• _TASK ITEM_: How many lines of the data contain the string "blazer"? Write the number and nothing more.

** MATERIAL PROVIDED follows **

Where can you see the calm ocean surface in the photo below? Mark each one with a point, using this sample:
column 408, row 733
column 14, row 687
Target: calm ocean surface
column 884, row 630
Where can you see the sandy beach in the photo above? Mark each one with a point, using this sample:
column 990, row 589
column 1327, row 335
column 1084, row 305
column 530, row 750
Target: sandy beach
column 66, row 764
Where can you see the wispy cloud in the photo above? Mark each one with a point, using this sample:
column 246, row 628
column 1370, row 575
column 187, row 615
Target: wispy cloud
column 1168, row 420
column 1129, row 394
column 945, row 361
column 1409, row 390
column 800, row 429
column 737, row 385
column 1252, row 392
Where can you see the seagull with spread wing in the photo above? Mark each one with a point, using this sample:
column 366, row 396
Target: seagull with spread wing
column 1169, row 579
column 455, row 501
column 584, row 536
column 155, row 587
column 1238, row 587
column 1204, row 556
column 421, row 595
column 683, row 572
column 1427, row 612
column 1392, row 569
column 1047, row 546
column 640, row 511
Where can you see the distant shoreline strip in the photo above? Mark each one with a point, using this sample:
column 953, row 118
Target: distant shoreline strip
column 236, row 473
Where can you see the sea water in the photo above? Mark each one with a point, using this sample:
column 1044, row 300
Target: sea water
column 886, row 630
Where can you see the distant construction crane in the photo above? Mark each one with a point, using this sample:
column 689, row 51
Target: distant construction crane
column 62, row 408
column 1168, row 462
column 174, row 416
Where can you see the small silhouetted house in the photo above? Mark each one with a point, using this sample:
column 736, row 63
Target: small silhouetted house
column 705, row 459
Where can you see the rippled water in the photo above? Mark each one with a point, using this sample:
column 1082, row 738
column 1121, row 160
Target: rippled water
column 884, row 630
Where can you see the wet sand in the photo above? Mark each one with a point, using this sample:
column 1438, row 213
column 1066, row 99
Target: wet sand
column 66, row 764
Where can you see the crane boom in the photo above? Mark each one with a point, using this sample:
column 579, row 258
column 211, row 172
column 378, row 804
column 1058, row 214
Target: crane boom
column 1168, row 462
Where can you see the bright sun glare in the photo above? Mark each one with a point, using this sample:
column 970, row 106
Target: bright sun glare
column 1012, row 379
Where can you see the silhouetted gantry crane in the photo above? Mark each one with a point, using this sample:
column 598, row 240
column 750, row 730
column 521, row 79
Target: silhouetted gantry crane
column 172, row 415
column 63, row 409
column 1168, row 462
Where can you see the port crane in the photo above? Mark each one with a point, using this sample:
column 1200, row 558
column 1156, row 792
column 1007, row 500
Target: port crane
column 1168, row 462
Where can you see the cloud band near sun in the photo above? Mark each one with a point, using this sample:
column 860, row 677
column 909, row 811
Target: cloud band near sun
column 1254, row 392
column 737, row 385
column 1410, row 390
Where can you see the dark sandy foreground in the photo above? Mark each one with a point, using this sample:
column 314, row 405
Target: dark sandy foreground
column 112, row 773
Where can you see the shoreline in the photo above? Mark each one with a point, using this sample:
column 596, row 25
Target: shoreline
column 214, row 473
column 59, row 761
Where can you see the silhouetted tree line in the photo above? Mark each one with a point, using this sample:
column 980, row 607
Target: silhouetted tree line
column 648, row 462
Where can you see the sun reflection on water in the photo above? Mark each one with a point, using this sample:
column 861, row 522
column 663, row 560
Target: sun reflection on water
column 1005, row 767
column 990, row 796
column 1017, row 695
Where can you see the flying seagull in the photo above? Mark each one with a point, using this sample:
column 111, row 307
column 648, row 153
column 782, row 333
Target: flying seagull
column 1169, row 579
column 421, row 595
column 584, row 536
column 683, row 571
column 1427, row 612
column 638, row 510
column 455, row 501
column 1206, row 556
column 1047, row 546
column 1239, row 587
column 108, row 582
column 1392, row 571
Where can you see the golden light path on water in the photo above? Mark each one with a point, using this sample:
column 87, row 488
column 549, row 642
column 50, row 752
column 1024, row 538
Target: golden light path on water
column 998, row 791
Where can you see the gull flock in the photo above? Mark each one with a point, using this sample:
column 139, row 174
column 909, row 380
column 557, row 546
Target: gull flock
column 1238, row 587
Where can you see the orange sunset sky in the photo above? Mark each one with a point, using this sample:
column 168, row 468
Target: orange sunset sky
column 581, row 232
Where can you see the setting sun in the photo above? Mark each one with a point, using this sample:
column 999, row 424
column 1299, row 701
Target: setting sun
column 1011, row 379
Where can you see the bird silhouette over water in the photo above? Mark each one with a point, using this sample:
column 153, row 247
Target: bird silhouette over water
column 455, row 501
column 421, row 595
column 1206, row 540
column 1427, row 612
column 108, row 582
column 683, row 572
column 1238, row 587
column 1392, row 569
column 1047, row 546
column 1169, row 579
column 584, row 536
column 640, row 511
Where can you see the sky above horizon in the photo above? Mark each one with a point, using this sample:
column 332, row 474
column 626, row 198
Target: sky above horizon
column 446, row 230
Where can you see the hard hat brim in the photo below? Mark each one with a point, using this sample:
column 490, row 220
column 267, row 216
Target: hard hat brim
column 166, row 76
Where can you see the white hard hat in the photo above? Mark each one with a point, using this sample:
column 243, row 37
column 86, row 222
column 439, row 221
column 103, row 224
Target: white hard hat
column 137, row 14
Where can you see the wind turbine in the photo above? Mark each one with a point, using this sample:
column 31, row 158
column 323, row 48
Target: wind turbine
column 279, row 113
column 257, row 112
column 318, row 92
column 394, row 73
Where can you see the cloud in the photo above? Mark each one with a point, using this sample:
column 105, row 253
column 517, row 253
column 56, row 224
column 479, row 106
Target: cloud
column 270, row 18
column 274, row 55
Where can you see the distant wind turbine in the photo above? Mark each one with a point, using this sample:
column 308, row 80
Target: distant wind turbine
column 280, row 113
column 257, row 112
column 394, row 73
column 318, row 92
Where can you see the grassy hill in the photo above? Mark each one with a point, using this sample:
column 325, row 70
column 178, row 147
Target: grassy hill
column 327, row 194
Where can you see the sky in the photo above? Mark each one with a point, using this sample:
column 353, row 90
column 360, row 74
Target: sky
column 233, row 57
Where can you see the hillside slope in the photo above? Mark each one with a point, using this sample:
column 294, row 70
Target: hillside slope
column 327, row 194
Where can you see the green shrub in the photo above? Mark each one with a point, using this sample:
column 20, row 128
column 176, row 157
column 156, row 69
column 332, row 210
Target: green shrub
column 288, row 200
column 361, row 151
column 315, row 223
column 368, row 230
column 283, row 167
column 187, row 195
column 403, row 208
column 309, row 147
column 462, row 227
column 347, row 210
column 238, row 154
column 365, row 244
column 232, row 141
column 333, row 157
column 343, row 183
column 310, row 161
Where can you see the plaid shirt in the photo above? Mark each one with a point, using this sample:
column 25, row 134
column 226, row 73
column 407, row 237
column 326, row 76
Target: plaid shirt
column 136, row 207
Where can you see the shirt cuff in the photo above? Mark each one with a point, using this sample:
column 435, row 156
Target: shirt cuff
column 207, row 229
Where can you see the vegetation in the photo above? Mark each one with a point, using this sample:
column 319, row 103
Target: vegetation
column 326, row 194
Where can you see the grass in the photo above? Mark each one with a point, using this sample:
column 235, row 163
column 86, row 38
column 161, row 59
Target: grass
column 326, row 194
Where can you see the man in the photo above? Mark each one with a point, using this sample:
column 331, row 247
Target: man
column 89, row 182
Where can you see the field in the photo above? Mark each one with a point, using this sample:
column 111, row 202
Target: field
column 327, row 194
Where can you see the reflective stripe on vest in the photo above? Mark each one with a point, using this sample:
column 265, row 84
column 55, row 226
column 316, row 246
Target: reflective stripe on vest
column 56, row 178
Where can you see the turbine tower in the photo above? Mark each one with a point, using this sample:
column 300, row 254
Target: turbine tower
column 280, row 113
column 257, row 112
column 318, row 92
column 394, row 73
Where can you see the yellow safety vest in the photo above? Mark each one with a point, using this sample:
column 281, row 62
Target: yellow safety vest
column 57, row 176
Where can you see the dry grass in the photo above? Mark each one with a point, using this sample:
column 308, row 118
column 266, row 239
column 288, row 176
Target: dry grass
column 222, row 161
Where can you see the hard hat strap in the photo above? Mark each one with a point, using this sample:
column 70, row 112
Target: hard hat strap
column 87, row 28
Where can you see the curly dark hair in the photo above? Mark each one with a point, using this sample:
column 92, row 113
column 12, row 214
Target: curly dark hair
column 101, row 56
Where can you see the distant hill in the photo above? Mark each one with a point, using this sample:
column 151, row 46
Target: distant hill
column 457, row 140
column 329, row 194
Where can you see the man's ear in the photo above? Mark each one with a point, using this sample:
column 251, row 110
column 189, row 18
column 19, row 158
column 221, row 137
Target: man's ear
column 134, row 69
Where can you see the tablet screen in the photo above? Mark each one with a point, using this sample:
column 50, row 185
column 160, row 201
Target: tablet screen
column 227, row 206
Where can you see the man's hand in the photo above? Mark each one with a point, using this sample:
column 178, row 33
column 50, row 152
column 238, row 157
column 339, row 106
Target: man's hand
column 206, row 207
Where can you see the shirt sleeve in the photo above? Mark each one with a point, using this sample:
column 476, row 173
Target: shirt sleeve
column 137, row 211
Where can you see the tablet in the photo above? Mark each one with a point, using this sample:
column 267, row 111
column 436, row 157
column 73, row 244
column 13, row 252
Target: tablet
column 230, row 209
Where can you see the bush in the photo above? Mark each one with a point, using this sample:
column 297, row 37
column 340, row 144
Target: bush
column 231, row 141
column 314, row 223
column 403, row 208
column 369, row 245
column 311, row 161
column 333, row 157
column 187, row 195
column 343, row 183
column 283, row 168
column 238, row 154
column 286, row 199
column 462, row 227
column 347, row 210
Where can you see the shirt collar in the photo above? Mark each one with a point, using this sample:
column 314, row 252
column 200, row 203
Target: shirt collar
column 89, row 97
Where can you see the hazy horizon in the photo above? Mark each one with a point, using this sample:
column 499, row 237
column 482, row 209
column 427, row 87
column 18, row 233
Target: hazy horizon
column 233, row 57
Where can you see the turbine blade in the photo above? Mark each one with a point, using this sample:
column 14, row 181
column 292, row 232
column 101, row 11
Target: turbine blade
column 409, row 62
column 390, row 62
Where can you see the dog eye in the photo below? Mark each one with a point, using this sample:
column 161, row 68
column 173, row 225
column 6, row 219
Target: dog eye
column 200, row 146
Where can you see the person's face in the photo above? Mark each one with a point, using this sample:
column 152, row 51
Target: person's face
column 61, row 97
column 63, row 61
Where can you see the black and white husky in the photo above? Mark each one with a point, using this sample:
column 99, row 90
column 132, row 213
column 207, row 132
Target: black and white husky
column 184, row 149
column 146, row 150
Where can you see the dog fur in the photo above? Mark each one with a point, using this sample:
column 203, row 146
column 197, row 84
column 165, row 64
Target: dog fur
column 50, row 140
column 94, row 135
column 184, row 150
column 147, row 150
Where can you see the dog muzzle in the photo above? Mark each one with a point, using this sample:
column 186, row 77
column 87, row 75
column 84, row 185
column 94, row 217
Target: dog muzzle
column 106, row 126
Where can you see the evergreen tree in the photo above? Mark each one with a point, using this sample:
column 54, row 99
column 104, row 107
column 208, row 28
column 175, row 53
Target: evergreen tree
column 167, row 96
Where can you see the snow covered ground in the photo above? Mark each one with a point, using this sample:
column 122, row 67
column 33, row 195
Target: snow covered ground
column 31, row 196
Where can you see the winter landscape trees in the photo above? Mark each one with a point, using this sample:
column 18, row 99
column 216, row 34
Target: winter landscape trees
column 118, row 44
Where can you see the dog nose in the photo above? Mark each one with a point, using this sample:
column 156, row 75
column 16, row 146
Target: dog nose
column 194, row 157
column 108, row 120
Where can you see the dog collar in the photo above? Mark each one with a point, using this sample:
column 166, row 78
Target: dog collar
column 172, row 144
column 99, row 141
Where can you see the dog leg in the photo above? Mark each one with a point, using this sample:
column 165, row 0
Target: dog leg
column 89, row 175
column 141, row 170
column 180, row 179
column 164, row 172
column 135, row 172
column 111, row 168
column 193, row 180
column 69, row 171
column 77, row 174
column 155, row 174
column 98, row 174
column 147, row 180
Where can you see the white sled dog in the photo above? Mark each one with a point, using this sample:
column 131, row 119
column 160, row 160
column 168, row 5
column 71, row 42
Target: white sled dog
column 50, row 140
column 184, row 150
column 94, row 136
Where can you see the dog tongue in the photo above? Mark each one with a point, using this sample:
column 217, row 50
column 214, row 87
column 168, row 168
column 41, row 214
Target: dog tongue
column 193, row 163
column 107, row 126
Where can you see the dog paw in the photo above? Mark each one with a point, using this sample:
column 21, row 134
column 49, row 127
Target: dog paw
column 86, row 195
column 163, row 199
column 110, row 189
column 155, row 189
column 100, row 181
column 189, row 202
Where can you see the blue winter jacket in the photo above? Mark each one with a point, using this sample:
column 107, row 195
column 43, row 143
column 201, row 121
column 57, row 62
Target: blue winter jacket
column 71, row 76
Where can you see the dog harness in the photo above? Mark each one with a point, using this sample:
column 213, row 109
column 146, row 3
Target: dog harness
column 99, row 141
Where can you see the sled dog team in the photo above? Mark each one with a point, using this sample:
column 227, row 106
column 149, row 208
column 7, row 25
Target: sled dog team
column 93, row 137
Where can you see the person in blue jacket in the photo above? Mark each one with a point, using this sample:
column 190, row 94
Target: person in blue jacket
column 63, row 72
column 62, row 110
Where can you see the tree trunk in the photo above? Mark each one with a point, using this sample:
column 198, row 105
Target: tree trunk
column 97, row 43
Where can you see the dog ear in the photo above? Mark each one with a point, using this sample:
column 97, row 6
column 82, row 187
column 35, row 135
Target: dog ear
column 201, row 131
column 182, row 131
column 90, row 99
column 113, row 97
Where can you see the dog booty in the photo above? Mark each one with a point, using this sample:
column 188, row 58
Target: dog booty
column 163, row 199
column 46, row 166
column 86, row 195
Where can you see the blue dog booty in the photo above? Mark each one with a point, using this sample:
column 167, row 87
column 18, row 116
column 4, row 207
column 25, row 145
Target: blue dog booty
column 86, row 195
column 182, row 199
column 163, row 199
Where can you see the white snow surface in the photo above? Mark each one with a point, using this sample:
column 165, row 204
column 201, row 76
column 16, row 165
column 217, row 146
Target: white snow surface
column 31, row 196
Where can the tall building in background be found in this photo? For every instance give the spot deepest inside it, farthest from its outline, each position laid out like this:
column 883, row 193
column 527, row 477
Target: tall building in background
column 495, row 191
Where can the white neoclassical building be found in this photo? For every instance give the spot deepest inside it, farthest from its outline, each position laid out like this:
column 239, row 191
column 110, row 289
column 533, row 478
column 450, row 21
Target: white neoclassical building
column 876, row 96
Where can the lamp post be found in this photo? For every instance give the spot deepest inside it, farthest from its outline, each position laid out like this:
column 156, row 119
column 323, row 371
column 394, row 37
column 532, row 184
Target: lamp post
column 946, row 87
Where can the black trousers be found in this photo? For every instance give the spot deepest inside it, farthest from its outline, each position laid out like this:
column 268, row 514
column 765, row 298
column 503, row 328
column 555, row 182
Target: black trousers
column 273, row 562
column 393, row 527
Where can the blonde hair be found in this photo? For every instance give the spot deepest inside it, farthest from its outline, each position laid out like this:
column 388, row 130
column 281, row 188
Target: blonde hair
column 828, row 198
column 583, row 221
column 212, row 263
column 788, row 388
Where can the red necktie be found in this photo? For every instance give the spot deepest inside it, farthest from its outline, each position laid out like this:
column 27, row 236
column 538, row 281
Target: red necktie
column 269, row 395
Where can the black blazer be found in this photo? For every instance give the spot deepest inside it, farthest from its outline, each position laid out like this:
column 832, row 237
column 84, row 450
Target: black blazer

** End of MATERIAL PROVIDED **

• _RESULT FOR THIS EXERCISE_: 2